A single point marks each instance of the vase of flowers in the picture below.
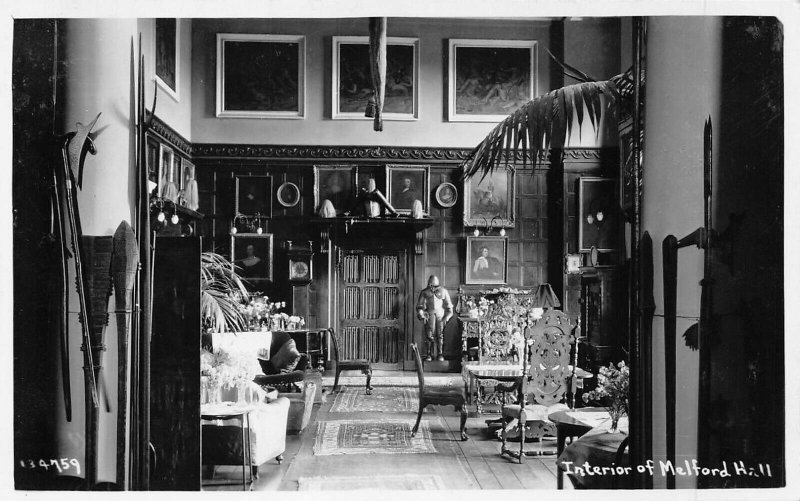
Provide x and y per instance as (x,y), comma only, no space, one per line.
(612,391)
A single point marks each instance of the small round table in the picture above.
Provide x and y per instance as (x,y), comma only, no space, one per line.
(231,410)
(568,426)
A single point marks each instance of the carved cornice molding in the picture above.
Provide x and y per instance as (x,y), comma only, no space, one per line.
(159,128)
(369,153)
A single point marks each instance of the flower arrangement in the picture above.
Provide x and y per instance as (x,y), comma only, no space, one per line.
(612,391)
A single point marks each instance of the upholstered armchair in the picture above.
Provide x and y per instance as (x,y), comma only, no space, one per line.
(543,385)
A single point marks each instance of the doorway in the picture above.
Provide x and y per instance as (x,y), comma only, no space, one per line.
(372,310)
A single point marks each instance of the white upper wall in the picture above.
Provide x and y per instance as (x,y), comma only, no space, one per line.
(317,128)
(175,112)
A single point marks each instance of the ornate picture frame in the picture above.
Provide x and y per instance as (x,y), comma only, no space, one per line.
(251,256)
(336,183)
(598,216)
(446,195)
(489,201)
(351,83)
(288,194)
(260,76)
(167,36)
(487,260)
(253,195)
(406,183)
(490,79)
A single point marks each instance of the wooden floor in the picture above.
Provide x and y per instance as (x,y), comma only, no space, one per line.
(472,464)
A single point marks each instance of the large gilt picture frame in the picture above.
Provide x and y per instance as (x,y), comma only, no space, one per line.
(489,79)
(489,200)
(260,76)
(351,83)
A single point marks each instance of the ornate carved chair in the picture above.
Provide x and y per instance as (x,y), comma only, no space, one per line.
(438,396)
(353,364)
(545,380)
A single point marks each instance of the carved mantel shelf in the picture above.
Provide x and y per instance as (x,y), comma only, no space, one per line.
(384,227)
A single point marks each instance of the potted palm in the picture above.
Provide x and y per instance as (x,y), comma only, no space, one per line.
(222,293)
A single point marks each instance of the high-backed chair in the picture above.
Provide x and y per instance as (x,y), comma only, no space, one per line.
(351,364)
(543,385)
(443,395)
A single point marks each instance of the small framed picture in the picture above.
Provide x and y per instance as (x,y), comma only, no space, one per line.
(288,194)
(599,220)
(167,44)
(573,263)
(490,79)
(487,260)
(260,76)
(335,183)
(352,80)
(489,200)
(446,195)
(168,173)
(251,255)
(407,183)
(254,196)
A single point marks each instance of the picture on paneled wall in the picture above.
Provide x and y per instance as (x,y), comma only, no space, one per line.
(489,200)
(336,184)
(167,48)
(251,255)
(487,260)
(406,184)
(260,76)
(254,196)
(490,79)
(598,224)
(168,174)
(352,79)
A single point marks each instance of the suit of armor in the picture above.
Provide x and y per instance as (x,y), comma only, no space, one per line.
(435,308)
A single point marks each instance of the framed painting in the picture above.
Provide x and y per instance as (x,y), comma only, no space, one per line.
(251,255)
(489,200)
(260,76)
(487,260)
(489,79)
(167,48)
(335,183)
(407,183)
(168,174)
(598,215)
(254,196)
(352,80)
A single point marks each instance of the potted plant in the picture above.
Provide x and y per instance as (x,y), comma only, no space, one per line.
(221,294)
(612,391)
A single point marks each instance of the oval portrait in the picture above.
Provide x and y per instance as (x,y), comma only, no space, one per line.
(446,195)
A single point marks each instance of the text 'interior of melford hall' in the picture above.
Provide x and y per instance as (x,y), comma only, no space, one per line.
(362,251)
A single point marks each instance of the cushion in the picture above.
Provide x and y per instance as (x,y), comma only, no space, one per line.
(286,359)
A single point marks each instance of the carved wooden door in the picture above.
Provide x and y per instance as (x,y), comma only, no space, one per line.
(372,306)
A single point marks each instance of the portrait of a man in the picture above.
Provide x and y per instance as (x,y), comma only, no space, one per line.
(406,184)
(254,195)
(486,260)
(335,184)
(252,256)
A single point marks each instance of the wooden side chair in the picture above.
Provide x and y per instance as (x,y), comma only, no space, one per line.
(443,395)
(546,377)
(352,364)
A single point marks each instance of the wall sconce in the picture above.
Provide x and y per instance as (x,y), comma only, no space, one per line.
(249,224)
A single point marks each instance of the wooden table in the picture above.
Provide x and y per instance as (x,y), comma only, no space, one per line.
(567,425)
(230,410)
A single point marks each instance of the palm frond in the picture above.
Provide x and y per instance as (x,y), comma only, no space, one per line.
(546,120)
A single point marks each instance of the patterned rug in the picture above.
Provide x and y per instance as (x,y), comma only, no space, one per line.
(390,399)
(372,437)
(379,482)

=-=-=

== TASK TO CARRY OUT ==
Output only the lines from the one holding "A single point marks each instance of the wooden table" through the last line above, exactly as they appear.

== SOLUTION TO THIS EXERCISE ==
A single point marks each instance of the wooden table in the picture above.
Provide x and y per instance as (x,y), comma only, no space, one per line.
(567,425)
(230,410)
A single point marks each instance of the palm frond in the picture above.
Provide x and y per instance as (x,y), comma only, no space, one per line.
(546,120)
A single point marks each instance of the patterned rug in the picture above.
Provide x and y per instance as (x,y), comma only, no space, one per line.
(390,399)
(372,437)
(379,482)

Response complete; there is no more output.